> _Work required_
Extend the blog post on reading True Crime for the Literary Exploration Challenge, picking up right after its final sentence.

As you are probably beginning to realise, there are many genres in the Literary Exploration Challenge that I have been dreading having to read. It feels like almost every time I write an update I'm saying 'this genre isn't my usual cup of tea' - who knew I was so narrow-minded when it comes to books?! But there is probably no category on the list that I found so unappealing as True Crime. To be honest, I was surprised it even made it onto the challenge list, as when I think of True Crime books I think of trashy, sensationalist accounts of grisly murders that aren't particularly 'literary' at all. In my head I tend to lump them in with those 'misery memoir' books about people who have suffered terrible childhoods. There's a certain sense of voyeurism about them. Of course there are many well-written mysteries and crime novels that are based on true stories, but my overall impression of the genre was not good.

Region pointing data

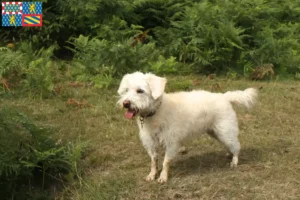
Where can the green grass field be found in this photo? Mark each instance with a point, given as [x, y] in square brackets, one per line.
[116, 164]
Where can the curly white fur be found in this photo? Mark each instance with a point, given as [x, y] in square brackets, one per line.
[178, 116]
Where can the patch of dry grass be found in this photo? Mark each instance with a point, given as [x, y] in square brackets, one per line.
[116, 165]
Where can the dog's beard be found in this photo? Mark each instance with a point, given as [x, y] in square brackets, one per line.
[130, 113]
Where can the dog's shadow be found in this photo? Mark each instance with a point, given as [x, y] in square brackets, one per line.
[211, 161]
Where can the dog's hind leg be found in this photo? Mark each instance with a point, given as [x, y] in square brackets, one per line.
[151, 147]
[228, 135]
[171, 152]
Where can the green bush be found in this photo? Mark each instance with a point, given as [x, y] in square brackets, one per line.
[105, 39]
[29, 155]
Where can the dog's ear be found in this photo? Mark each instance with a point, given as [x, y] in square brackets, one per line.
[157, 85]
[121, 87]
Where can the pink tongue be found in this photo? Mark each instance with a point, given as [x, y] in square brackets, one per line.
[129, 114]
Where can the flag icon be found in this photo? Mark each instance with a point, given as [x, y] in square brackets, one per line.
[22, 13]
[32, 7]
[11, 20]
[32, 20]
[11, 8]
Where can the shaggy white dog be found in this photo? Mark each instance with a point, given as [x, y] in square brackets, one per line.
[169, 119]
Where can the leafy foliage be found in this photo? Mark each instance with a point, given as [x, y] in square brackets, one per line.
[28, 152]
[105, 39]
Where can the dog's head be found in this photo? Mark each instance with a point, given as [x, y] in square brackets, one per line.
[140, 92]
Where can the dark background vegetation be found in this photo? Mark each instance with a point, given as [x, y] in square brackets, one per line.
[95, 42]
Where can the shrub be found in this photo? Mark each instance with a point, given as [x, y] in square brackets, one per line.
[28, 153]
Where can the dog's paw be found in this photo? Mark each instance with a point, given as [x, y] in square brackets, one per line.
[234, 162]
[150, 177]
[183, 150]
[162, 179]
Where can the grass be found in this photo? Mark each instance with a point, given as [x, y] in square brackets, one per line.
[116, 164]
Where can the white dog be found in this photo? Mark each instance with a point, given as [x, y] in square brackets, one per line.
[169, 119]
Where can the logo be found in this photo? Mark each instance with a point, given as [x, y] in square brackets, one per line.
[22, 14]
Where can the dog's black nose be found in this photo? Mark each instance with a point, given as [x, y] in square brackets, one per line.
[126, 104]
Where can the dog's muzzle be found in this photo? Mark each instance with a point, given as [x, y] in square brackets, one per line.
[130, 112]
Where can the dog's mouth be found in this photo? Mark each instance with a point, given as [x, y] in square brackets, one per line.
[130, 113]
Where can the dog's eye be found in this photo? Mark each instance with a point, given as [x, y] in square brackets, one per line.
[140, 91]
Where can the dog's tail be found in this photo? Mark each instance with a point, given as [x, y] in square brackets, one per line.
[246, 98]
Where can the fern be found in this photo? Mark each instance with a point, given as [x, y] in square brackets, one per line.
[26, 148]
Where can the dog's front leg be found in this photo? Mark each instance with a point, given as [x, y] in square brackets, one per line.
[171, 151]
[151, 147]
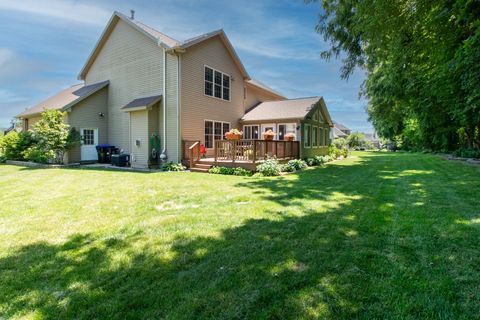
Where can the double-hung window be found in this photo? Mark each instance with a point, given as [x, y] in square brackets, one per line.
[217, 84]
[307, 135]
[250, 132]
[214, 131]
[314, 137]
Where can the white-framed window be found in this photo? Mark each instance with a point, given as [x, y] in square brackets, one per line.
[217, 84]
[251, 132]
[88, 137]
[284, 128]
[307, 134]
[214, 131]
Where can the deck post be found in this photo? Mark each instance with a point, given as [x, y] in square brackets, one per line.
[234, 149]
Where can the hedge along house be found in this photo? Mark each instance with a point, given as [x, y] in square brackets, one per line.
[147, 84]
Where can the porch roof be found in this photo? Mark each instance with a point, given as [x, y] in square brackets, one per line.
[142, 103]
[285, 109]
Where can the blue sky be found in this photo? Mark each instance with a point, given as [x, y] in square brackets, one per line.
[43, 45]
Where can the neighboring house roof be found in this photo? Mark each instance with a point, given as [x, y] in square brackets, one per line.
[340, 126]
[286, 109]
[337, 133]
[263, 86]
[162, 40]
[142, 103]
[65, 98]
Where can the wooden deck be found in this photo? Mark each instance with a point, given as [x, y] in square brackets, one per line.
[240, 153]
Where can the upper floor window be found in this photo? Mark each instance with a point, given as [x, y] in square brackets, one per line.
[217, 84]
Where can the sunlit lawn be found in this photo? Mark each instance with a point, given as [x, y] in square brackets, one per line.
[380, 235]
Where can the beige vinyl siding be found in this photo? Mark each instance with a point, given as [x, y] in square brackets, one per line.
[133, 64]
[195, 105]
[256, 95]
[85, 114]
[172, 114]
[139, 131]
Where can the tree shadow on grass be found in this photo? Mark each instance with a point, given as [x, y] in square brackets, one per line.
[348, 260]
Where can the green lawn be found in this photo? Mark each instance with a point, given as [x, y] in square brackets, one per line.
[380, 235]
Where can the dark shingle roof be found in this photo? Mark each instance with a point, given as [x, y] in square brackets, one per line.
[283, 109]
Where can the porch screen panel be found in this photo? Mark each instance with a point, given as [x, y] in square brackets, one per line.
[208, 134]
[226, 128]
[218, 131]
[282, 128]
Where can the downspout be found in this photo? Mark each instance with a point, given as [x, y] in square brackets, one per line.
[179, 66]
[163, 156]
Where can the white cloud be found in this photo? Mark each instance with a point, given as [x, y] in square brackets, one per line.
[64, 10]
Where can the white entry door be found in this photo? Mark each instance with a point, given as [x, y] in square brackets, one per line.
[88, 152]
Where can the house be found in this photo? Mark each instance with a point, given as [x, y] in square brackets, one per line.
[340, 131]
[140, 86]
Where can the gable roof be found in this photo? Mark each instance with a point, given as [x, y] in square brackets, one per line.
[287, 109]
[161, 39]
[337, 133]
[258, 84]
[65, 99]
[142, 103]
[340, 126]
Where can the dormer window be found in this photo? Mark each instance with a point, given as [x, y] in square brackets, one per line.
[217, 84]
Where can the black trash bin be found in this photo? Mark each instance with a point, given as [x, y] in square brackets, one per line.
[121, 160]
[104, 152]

--

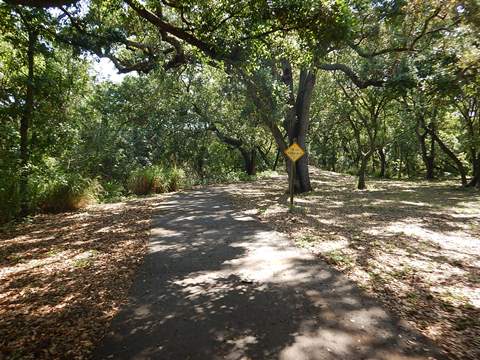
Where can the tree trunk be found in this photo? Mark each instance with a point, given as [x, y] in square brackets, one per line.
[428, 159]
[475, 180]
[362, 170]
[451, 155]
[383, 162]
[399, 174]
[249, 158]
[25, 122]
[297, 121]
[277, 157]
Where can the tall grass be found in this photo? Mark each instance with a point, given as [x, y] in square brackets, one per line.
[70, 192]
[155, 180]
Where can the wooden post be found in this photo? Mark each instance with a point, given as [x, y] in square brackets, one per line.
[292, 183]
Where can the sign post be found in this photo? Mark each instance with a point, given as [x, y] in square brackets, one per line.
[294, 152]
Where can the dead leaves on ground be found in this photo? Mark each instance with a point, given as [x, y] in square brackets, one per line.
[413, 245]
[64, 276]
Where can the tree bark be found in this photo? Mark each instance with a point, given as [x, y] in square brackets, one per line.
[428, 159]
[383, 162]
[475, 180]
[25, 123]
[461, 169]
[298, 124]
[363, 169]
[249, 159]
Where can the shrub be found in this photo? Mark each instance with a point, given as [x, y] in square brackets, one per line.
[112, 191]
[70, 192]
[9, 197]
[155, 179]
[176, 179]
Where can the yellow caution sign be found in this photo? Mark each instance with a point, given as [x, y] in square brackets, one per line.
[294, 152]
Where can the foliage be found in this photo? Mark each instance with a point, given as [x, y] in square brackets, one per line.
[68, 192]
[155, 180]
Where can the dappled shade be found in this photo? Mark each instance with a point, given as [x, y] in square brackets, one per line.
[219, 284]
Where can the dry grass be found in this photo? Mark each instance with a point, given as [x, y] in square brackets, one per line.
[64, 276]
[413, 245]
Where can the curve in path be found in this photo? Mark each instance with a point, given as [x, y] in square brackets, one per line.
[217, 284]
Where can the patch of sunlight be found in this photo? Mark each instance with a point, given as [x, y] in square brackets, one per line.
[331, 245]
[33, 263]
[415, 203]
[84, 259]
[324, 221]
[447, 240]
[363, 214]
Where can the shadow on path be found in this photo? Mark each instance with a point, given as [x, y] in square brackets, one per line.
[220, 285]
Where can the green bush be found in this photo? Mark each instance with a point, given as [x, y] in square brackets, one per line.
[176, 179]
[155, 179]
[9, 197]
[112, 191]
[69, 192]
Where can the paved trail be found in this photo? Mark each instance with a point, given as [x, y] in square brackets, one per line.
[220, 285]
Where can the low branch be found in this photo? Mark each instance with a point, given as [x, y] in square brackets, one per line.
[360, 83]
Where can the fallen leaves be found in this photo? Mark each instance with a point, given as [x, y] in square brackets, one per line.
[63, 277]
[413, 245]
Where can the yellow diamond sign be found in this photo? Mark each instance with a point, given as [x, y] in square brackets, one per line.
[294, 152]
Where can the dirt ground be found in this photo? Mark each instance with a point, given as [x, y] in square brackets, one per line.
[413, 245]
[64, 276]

> _Exercise output_
Inspiration eventually came from an unlikely source. I was flicking through my old copies of the BMJ and in amongst all the journal articles and studies I came across their literary column, where they highlight books, poems or plays with an interesting medical slant. This particular issue had recommended a bestselling autobiographical account of a doctor with an unusual and fascinating career. I suspected it would be long out-of-print and impossible to track down, but fortunately ReadItSwapIt came to the rescue and I managed to source a second-hand copy.
Professor Keith Simpson was the first Professor of Forensic Medicine at Guy's hospital in London, and began his career as a forensic pathologist in the 1930s and 40s. He worked on countless high-profile murder cases for the Home Office and Scotland Yard, involving criminals who have now become infamous, such as the Kray twins and Lord Lucan.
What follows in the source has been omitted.